Required work: Please quote every entry from the data file below word for word, leaving the pictures out.

(An excerpt from a data file)
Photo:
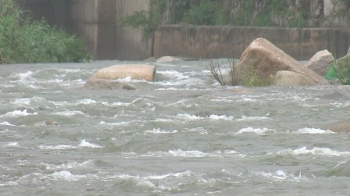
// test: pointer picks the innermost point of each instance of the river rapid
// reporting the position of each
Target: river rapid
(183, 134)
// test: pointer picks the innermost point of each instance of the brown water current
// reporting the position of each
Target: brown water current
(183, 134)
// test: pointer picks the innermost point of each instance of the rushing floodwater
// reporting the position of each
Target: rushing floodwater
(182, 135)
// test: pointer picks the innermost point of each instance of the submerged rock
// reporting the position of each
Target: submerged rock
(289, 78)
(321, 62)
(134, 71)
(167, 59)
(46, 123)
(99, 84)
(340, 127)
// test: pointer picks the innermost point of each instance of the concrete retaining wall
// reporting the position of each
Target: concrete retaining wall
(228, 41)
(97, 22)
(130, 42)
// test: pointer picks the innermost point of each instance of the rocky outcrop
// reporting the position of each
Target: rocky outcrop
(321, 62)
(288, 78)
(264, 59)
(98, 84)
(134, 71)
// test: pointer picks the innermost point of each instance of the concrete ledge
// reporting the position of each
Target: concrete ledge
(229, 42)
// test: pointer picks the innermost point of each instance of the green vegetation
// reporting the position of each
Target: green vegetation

Written answer:
Photo:
// test: pointer picks the innermost point of each instance of the river rapid
// reporting the position of each
Target: river rapid
(183, 134)
// test: pointer picks the innermost point of each instance of the brown water current
// reporting the position of each
Target: brown water current
(183, 134)
// test: pointer picks the innermost point of each instance of the rushing floodwater
// reporting the position of each
Target: rushing floodwater
(182, 135)
// test: pointer picks the innermost point of each instance of the submerged rock
// reporting the position of each
Target: submerged rock
(289, 78)
(321, 62)
(134, 71)
(167, 59)
(46, 123)
(99, 84)
(340, 127)
// test: pointer picks the innermost point of each instance of the concrete retaining wall
// reporting the position of each
Target: concrete retaining wall
(228, 41)
(97, 22)
(130, 42)
// test: pointer picks the innermost point of each instance of the rocky outcrop
// reporting the position of each
Target: rocky outcrop
(321, 62)
(288, 78)
(264, 59)
(98, 84)
(134, 71)
// test: pointer picks the innermost point of each instance of the concrete ledge
// reporting the position of each
Target: concrete ledge
(229, 42)
// test: pointer picks the innermost point of each instance of the green vegetation
// reporting the position of each
Target: green vegetation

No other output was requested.